[Work required]: The answer must be every record below, repeated exactly.

[The input]:
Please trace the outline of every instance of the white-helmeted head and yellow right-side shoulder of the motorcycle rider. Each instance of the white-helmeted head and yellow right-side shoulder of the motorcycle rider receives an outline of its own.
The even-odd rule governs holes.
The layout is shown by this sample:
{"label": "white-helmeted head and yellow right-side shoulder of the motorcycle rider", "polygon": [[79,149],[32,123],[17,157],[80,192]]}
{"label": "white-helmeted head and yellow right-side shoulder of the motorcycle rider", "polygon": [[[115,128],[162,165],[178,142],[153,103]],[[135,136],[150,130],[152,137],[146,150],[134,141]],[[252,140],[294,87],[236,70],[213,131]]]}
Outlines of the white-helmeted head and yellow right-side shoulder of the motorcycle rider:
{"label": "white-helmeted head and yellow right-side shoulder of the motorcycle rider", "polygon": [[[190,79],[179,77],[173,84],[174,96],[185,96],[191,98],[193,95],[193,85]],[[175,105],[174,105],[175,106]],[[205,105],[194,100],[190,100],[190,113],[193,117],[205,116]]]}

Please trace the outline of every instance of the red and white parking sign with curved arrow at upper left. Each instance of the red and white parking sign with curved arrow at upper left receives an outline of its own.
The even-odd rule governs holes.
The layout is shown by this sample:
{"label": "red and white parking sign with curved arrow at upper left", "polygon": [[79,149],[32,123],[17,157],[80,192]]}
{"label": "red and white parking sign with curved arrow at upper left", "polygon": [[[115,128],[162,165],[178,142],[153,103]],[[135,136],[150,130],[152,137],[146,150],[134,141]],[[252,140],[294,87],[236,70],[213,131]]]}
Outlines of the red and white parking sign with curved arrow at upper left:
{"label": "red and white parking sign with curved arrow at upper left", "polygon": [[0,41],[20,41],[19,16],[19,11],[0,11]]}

[Written response]:
Please trace the outline of every instance of the white-helmeted head and yellow right-side shoulder of the motorcycle rider. Each instance of the white-helmeted head and yellow right-side shoulder of the motorcycle rider receives an outline of its own.
The even-odd rule governs holes.
The layout is shown by this sample:
{"label": "white-helmeted head and yellow right-side shoulder of the motorcycle rider", "polygon": [[79,149],[32,123],[17,157],[80,192]]}
{"label": "white-helmeted head and yellow right-side shoulder of the motorcycle rider", "polygon": [[[115,128],[162,165],[178,142],[153,103]],[[135,136],[150,130],[152,137],[146,150],[134,141]],[[252,140],[294,87],[236,70],[213,131]]]}
Outlines of the white-helmeted head and yellow right-side shoulder of the motorcycle rider:
{"label": "white-helmeted head and yellow right-side shoulder of the motorcycle rider", "polygon": [[[190,79],[179,77],[173,84],[174,96],[185,96],[191,98],[193,95],[193,85]],[[175,105],[174,105],[175,106]],[[205,105],[194,100],[190,100],[190,113],[193,117],[205,116]]]}

Please trace the outline of every instance of the red and white parking sign with curved arrow at upper left. Each instance of the red and white parking sign with curved arrow at upper left receives an outline of its own.
The even-odd rule governs holes.
The layout is shown by this sample:
{"label": "red and white parking sign with curved arrow at upper left", "polygon": [[79,149],[32,123],[17,157],[80,192]]}
{"label": "red and white parking sign with curved arrow at upper left", "polygon": [[[115,128],[162,165],[178,142],[153,103]],[[135,136],[150,130],[152,137],[146,150],[134,141]],[[252,140],[294,87],[236,70],[213,131]]]}
Outlines of the red and white parking sign with curved arrow at upper left:
{"label": "red and white parking sign with curved arrow at upper left", "polygon": [[0,41],[20,41],[19,16],[19,11],[0,11]]}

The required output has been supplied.